— Task details —
Transcribe only the part of the listing below that begins at the line containing "of the vent" and runs to its final line, keeping both ends.

========================

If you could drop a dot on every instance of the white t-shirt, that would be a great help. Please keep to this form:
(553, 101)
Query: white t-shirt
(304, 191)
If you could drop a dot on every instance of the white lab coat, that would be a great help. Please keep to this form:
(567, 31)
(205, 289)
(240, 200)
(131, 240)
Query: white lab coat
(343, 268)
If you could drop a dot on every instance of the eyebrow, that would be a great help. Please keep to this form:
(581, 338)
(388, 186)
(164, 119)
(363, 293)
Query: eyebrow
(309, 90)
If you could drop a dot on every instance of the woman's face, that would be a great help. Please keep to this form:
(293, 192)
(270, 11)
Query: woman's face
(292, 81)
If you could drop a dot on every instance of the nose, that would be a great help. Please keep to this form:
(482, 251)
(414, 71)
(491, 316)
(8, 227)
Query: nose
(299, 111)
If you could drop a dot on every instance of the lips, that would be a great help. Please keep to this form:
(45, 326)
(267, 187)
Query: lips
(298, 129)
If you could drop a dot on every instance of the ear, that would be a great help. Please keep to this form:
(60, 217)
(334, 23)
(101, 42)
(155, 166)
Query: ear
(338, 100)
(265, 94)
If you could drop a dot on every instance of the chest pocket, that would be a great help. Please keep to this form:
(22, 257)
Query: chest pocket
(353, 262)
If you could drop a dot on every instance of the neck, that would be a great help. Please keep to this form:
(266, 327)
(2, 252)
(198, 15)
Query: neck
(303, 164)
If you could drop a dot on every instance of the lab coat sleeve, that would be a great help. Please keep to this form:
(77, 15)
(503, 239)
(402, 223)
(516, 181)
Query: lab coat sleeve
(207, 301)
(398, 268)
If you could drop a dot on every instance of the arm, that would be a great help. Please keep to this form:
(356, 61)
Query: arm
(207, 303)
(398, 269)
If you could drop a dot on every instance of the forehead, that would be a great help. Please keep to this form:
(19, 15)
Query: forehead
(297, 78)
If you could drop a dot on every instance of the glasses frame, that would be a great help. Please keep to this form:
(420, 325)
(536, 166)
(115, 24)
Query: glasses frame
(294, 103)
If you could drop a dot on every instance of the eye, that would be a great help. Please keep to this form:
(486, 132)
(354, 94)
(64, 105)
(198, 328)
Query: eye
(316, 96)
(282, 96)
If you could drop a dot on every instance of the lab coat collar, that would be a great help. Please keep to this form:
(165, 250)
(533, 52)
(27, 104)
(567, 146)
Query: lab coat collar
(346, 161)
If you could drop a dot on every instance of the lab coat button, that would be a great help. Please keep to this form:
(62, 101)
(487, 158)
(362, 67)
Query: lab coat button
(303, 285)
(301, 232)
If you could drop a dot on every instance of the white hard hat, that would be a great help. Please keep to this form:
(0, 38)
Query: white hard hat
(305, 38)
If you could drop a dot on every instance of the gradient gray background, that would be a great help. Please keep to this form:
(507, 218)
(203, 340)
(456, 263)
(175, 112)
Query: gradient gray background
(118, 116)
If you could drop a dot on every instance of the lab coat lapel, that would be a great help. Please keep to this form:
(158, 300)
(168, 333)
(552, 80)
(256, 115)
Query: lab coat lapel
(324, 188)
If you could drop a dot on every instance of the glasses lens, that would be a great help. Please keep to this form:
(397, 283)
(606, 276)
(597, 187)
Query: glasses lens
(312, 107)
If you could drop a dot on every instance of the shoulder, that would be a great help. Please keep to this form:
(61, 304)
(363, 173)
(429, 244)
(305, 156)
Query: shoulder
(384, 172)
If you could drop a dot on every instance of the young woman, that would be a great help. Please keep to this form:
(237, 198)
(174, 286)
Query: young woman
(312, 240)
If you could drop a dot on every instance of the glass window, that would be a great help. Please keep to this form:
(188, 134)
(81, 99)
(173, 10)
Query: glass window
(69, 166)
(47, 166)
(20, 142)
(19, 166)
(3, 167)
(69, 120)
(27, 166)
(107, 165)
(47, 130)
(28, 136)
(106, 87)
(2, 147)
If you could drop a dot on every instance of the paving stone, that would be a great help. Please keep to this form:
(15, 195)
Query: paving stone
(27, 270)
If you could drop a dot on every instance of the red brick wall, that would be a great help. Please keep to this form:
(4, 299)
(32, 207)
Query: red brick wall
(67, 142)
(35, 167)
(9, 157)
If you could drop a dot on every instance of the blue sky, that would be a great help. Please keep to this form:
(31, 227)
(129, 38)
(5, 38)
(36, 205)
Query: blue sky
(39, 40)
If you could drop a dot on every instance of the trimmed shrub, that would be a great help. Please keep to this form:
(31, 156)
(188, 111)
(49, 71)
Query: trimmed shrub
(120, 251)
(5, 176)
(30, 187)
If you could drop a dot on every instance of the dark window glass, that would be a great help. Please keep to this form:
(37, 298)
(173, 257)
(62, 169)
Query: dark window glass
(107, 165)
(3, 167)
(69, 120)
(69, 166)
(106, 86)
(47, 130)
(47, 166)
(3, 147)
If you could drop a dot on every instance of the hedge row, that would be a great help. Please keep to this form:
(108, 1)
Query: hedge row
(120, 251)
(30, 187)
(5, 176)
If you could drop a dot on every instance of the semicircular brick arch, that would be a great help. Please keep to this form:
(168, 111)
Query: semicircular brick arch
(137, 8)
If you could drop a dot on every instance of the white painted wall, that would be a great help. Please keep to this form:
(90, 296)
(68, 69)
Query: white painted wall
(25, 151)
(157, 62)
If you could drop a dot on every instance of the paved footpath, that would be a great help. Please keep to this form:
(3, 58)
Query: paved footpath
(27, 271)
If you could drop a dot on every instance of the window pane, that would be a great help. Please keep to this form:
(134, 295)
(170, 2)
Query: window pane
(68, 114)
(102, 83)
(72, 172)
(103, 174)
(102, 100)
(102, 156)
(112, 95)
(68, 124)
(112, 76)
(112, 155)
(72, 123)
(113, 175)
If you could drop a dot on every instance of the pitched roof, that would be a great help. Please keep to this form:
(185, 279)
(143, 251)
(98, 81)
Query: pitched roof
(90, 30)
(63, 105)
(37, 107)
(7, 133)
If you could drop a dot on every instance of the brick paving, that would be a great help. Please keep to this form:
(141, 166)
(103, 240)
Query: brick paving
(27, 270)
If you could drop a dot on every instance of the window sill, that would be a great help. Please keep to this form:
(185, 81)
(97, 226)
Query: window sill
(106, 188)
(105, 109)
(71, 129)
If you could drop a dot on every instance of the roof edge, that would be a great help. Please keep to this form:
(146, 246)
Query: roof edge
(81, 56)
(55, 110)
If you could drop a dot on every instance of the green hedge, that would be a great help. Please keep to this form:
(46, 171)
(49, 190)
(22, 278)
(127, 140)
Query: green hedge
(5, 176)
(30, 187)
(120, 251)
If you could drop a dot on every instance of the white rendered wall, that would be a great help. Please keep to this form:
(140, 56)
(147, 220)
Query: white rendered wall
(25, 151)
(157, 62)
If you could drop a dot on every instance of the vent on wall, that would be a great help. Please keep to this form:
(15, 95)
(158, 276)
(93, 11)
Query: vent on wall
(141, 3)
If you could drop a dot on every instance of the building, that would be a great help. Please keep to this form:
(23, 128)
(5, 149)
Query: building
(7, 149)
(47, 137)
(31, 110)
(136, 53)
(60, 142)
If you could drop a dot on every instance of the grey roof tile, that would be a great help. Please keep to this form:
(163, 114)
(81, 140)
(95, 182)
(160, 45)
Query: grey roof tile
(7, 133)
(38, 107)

========================

— Exercise result —
If you could drop a dot on every instance of the vent on wall, that would be a great help. Please keep to this form:
(15, 95)
(158, 276)
(93, 11)
Query: vent on wall
(141, 3)
If you could drop a dot on every instance of the building, that would be a great help. Please keep to this form:
(23, 128)
(5, 149)
Query: building
(7, 149)
(47, 137)
(31, 110)
(136, 53)
(60, 142)
If you could drop a dot on every instance of the grey roof tile, that would be a great help. Please keep to this form:
(163, 114)
(81, 140)
(95, 182)
(160, 45)
Query: grey roof tile
(7, 133)
(38, 107)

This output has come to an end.